__WHAT YOU SHOULD DO__
Output the records from the line with "Check that each instance of the dry" to the line with "<point>1275,761</point>" as a two-column CSV with the header row task,value. Give each record one row, with its text under task and its answer under value, each field quoted and with line breaks replaced by spaces.

__MATERIAL SHOWN__

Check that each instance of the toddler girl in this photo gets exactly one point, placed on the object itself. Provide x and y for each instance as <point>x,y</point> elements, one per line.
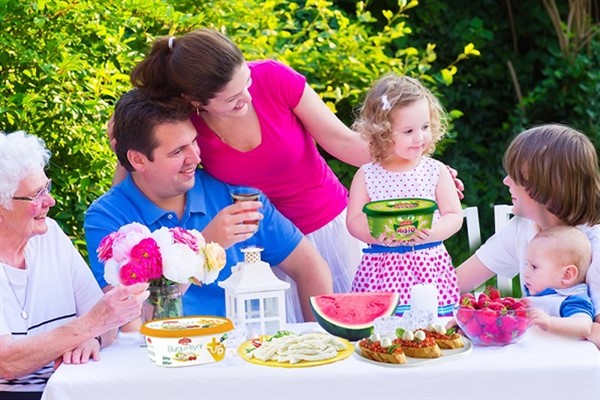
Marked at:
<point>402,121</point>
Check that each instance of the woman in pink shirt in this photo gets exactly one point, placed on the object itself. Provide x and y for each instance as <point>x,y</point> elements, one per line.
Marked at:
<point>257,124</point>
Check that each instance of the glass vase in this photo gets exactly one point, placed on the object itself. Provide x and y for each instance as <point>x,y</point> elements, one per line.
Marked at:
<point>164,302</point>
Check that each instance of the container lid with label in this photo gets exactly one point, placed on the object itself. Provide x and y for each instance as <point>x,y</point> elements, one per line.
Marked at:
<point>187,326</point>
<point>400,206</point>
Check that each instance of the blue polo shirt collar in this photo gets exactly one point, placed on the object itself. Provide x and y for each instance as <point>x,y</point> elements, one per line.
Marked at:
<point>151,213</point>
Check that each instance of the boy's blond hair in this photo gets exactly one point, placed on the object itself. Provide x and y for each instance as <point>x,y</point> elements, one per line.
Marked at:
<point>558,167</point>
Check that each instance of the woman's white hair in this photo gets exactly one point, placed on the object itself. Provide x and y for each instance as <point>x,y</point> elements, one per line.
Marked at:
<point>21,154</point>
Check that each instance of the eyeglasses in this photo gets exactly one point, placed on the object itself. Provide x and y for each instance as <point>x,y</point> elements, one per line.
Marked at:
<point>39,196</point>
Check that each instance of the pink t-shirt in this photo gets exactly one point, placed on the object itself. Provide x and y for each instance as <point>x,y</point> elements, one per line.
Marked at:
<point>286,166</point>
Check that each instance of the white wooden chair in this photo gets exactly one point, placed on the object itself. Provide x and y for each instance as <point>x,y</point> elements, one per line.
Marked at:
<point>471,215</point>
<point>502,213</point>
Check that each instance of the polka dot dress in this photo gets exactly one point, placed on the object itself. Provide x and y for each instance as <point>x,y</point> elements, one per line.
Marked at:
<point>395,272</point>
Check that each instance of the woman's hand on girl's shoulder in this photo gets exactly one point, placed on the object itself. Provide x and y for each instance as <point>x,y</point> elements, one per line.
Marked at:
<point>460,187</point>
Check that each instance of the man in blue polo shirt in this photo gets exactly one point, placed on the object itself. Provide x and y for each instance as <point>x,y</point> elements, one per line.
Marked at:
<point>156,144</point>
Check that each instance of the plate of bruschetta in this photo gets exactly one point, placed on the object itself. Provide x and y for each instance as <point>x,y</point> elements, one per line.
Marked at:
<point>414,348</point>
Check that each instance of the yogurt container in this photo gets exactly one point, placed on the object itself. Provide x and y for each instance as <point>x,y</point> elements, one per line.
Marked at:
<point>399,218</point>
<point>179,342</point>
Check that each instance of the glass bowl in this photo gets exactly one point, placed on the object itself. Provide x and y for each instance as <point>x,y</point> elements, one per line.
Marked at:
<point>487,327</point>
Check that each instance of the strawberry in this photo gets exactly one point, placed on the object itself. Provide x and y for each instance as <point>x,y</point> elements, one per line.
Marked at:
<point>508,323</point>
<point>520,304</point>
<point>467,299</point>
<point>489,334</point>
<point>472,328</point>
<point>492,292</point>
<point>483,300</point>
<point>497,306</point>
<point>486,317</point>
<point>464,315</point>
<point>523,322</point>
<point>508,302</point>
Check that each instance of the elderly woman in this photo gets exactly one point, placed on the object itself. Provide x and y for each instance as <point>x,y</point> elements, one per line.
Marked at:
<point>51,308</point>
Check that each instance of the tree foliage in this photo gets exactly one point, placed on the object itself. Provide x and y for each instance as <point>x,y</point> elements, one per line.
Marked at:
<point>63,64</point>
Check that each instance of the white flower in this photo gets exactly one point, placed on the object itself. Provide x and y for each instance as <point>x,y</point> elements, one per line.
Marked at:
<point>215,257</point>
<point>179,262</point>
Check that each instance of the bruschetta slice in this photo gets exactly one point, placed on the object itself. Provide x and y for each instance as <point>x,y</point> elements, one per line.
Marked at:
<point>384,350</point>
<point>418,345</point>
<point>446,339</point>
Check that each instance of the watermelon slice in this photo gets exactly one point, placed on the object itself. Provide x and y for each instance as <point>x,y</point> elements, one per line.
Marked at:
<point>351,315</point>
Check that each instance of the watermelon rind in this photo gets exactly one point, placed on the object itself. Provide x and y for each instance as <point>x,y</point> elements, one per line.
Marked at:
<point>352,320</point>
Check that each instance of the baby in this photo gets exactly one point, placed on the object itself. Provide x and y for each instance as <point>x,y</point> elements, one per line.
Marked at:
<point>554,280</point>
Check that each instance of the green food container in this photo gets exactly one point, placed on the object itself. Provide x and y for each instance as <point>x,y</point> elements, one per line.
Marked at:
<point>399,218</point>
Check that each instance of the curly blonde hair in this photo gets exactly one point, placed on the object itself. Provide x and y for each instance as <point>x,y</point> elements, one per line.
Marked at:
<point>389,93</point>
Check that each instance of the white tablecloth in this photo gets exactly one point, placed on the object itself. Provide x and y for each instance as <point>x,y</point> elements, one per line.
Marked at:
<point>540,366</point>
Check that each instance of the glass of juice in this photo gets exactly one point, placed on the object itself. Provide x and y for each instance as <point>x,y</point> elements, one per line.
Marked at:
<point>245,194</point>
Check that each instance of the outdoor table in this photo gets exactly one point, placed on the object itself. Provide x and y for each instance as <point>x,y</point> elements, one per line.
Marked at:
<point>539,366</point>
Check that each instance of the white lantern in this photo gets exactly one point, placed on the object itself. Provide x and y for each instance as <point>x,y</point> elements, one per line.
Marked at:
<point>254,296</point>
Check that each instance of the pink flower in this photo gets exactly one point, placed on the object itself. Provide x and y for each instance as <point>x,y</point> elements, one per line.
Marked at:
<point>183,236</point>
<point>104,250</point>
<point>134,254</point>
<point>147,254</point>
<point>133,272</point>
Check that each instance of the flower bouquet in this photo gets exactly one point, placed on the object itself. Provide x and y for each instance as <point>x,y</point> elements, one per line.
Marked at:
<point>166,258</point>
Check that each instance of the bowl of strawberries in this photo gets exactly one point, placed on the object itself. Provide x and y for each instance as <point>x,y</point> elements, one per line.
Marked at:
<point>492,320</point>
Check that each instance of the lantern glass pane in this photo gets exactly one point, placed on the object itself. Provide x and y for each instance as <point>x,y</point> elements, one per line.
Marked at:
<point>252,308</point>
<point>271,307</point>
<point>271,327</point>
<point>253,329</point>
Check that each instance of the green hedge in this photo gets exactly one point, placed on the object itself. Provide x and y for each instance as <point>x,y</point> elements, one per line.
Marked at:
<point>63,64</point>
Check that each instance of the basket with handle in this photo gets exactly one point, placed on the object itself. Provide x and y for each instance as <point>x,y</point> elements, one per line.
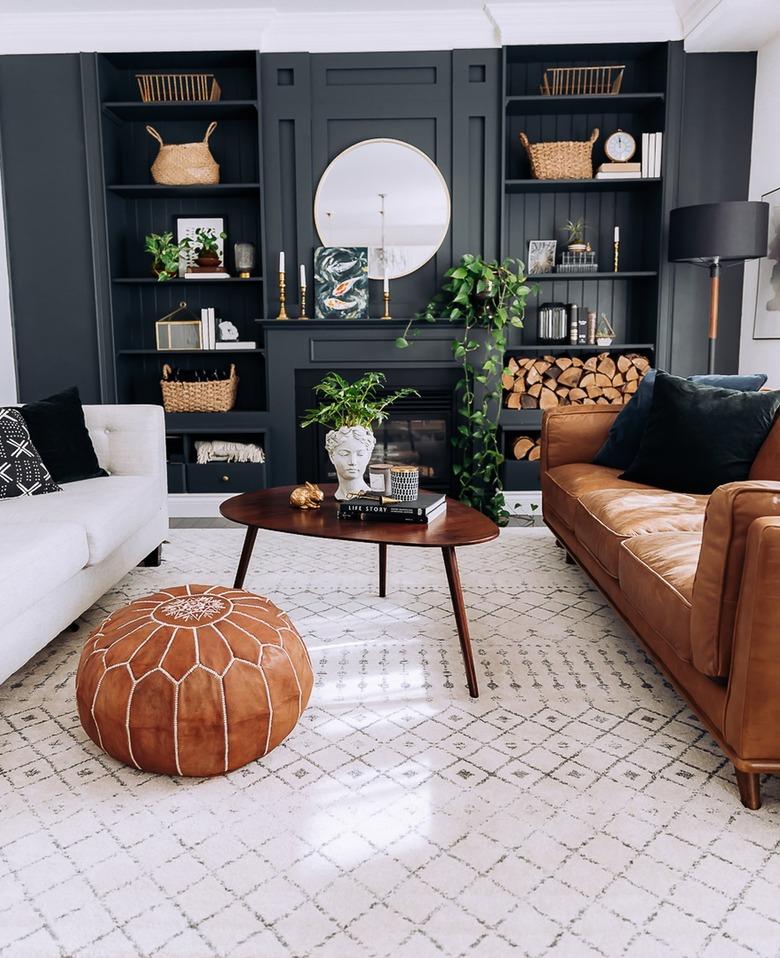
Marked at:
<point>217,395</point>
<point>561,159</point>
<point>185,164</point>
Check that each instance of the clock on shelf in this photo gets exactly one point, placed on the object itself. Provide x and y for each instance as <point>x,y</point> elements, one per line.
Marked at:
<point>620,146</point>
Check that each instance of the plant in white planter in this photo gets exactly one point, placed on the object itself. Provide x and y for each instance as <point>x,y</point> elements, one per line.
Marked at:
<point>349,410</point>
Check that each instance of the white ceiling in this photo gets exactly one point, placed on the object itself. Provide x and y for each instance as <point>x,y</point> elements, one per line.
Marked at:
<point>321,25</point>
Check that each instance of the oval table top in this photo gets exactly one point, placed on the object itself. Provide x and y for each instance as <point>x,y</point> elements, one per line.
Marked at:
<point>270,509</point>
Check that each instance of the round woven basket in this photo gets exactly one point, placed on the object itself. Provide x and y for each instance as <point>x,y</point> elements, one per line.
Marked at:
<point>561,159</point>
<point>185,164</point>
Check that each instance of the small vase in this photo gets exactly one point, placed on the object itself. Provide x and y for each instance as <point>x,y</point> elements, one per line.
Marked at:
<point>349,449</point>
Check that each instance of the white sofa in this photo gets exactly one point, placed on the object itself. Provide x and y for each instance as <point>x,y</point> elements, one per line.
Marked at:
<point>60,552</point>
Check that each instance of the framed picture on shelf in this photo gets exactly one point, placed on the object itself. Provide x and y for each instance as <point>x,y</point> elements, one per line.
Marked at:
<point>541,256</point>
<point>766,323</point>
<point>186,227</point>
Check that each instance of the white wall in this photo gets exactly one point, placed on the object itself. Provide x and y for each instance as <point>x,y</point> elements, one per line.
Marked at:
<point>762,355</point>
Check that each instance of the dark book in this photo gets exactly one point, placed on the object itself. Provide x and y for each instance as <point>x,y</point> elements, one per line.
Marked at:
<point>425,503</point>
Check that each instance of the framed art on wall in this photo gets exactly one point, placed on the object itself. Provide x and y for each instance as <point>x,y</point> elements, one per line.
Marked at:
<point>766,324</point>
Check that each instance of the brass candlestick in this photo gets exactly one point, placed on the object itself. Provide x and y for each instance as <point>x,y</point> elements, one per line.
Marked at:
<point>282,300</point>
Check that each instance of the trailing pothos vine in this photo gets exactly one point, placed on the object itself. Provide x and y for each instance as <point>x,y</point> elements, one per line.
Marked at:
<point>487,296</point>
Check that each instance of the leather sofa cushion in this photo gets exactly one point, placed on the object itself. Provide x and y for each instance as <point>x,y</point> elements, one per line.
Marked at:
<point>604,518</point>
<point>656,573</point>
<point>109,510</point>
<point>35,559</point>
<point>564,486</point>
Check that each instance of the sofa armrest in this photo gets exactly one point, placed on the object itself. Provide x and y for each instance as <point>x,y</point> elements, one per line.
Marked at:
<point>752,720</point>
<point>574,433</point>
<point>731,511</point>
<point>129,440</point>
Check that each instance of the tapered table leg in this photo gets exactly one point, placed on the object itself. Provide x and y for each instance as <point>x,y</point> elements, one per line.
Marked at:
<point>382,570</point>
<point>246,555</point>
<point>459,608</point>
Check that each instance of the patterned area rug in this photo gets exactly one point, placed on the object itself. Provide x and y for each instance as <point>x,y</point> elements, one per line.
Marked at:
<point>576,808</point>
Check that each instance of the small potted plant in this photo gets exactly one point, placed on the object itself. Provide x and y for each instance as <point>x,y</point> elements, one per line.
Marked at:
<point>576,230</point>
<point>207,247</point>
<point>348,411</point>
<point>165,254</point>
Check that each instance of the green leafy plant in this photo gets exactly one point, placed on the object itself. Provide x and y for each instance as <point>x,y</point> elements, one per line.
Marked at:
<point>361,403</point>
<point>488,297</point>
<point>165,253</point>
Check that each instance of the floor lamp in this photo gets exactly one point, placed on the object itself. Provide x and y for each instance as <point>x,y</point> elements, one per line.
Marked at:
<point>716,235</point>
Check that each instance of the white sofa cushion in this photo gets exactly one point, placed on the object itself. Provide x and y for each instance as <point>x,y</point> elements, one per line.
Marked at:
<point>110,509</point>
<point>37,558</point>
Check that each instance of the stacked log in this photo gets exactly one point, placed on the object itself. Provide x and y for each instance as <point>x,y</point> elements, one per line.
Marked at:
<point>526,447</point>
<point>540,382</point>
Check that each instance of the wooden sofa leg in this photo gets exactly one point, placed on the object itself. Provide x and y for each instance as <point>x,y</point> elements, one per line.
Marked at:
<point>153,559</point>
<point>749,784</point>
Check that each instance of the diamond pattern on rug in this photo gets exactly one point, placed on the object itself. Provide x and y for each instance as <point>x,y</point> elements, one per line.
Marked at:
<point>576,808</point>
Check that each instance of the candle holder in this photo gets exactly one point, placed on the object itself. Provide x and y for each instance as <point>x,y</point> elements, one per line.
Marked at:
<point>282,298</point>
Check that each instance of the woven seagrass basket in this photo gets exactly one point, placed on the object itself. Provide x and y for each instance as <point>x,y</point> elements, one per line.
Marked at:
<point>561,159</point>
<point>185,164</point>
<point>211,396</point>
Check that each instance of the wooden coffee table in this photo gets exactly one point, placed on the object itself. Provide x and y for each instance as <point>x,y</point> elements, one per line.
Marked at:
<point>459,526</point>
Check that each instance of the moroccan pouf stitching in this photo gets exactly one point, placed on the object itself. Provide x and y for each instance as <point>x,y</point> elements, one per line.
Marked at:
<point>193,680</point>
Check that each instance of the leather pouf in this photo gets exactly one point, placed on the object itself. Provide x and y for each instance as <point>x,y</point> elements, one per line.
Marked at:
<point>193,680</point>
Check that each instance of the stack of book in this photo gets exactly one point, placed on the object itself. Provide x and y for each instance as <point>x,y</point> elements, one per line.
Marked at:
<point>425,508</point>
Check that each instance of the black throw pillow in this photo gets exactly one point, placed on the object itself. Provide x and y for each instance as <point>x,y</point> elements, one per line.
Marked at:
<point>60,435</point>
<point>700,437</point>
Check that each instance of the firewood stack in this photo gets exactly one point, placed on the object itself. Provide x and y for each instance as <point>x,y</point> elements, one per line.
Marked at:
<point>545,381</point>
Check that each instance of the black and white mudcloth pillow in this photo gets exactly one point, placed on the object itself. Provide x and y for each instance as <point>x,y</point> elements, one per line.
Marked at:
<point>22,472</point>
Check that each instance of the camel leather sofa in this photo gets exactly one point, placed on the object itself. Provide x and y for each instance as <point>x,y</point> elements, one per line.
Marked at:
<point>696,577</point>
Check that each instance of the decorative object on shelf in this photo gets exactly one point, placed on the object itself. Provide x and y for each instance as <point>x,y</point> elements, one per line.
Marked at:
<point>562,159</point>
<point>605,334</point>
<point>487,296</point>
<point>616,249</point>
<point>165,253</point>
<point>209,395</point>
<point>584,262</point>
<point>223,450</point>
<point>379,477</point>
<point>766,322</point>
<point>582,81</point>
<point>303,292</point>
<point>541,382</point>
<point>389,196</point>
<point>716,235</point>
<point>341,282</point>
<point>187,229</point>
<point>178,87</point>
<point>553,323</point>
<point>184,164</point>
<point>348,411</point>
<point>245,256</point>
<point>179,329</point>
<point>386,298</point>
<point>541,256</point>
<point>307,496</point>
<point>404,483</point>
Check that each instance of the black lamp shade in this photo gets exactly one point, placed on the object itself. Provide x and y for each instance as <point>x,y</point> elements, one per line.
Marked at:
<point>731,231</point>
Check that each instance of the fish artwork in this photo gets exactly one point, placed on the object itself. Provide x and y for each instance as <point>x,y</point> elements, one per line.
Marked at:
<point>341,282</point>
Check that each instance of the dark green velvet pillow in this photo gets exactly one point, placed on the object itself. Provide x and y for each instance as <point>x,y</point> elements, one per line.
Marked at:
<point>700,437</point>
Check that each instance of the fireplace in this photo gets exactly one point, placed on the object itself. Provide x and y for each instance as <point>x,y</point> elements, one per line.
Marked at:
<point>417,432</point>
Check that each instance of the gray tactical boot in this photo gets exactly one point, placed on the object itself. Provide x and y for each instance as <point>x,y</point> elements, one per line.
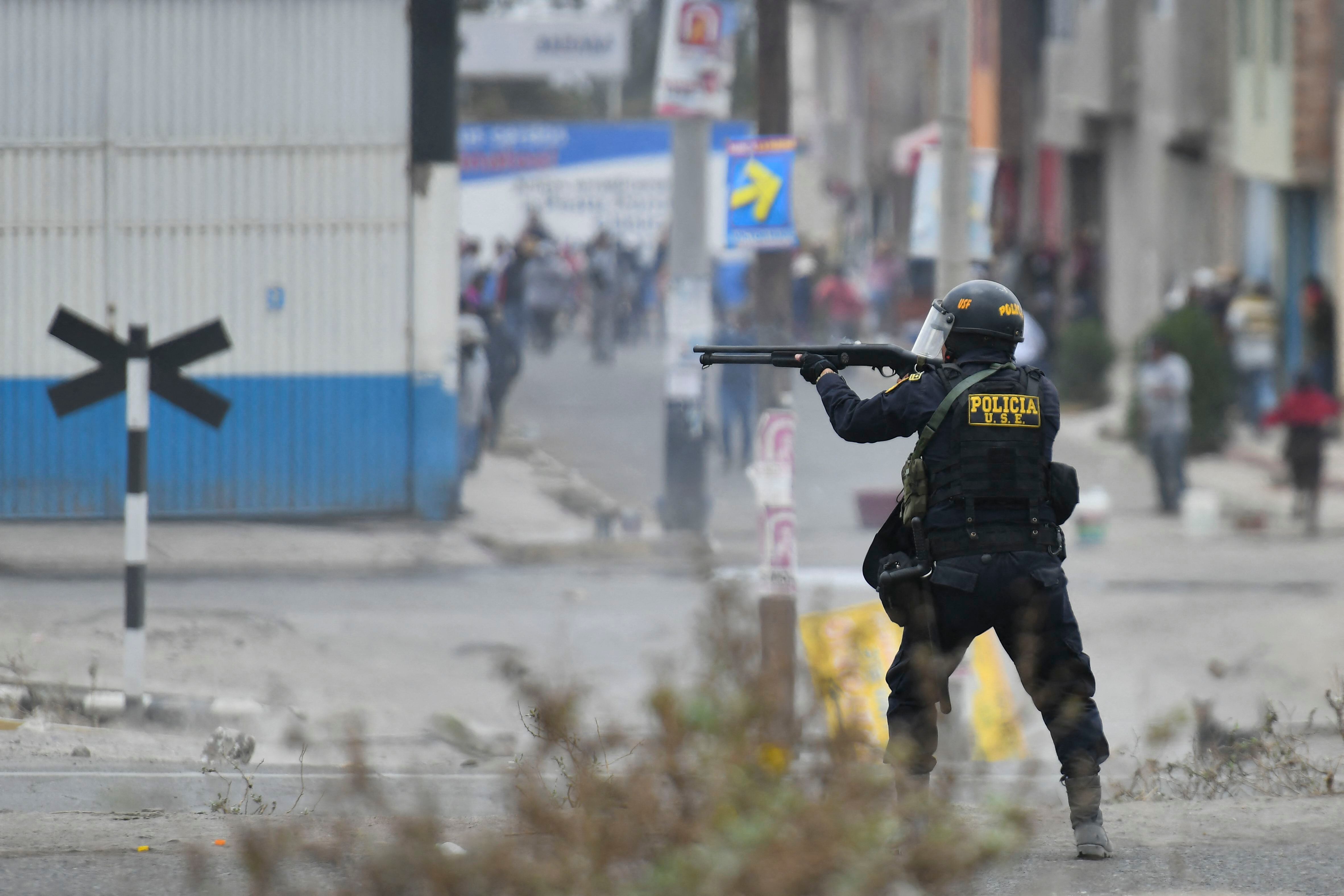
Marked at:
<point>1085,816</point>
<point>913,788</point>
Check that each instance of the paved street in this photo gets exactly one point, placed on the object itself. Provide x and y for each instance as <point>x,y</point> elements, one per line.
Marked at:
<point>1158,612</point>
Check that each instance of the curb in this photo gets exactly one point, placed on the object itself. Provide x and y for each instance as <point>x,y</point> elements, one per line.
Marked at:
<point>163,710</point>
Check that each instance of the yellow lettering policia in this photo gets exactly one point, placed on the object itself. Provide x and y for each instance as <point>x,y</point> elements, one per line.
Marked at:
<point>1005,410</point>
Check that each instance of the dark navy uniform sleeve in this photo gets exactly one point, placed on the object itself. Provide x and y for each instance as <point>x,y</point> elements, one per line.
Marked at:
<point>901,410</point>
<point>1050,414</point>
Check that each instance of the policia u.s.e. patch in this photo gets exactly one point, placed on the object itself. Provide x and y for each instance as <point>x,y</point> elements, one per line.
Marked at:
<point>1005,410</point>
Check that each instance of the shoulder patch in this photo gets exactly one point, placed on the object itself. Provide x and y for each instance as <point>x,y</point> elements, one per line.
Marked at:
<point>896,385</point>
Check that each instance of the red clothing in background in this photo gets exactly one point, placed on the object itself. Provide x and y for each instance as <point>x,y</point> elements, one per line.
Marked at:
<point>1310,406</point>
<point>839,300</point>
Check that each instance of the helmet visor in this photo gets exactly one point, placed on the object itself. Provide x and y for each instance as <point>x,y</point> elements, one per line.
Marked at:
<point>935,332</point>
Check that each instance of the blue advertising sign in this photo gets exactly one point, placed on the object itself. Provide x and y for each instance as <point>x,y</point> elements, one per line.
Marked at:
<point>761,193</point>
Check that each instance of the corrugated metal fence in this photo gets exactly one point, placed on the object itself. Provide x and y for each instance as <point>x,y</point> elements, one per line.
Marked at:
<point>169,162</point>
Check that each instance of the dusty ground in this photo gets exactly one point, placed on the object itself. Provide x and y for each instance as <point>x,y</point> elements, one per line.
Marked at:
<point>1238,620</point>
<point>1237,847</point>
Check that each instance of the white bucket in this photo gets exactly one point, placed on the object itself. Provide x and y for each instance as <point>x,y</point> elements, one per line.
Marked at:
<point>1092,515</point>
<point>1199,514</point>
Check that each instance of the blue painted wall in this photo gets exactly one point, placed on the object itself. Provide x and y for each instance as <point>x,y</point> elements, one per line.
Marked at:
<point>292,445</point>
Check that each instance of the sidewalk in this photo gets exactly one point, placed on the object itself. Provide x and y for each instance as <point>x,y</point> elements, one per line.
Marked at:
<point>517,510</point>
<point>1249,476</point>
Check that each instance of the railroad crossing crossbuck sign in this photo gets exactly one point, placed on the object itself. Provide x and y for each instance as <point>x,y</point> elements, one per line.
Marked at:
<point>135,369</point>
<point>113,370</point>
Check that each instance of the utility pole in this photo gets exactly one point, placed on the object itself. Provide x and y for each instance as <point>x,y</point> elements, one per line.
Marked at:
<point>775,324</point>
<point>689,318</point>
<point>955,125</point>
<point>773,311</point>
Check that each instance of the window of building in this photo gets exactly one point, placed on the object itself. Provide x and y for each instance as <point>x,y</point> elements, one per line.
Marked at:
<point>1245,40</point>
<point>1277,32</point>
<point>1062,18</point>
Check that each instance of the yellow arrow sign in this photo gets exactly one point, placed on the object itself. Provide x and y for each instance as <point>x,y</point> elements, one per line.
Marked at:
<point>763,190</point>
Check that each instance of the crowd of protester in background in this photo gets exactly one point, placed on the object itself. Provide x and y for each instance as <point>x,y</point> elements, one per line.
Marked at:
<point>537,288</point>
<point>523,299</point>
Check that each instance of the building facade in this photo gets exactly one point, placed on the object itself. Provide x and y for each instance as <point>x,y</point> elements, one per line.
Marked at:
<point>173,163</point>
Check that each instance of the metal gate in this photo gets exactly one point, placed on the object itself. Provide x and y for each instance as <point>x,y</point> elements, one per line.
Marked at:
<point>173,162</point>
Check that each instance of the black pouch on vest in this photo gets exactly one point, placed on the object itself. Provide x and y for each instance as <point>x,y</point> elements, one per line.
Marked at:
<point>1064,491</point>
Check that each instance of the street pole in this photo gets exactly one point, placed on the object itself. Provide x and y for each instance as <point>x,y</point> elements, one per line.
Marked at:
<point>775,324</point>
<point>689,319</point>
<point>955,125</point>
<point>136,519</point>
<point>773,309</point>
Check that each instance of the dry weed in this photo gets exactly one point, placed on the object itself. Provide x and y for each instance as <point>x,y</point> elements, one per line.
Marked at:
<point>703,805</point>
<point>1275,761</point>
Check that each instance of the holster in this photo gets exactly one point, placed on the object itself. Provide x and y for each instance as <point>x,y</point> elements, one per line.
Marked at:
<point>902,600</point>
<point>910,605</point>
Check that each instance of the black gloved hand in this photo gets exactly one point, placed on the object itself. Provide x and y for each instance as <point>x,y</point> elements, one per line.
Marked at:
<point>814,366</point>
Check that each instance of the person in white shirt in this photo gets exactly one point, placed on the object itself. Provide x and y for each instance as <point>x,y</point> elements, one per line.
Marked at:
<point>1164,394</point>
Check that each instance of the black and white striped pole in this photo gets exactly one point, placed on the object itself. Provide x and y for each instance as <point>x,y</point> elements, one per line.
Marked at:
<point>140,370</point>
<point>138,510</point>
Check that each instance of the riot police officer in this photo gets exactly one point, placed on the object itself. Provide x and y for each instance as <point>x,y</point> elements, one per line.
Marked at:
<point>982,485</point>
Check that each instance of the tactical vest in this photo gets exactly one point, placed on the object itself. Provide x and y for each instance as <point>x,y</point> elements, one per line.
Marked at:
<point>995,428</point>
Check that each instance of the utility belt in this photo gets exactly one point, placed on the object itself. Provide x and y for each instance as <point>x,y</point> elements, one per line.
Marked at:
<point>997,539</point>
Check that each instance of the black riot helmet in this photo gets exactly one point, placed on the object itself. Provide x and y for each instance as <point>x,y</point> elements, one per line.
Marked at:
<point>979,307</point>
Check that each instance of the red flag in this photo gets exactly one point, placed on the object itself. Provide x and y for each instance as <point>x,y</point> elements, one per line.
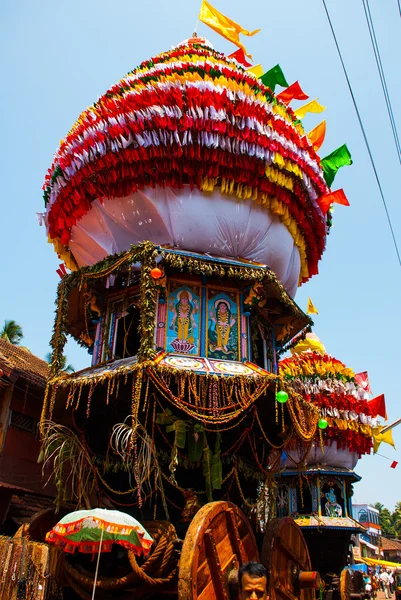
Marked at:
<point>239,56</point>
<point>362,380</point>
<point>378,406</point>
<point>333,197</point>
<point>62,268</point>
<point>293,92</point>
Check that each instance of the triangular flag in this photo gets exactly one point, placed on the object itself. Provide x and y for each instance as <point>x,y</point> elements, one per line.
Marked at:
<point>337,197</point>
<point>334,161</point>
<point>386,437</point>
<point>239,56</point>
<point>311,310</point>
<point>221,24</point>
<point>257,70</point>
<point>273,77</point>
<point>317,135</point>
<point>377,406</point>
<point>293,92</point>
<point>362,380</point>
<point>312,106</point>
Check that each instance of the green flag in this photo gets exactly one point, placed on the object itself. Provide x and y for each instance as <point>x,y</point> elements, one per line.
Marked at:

__TASK RESPONSE__
task,value
"Check that each instance of the dry weed in this photo gets exactly one point, placed on the object itself. Provide x and y for each instance as <point>x,y</point> elements, one per line. Marked at:","<point>703,805</point> <point>1275,761</point>"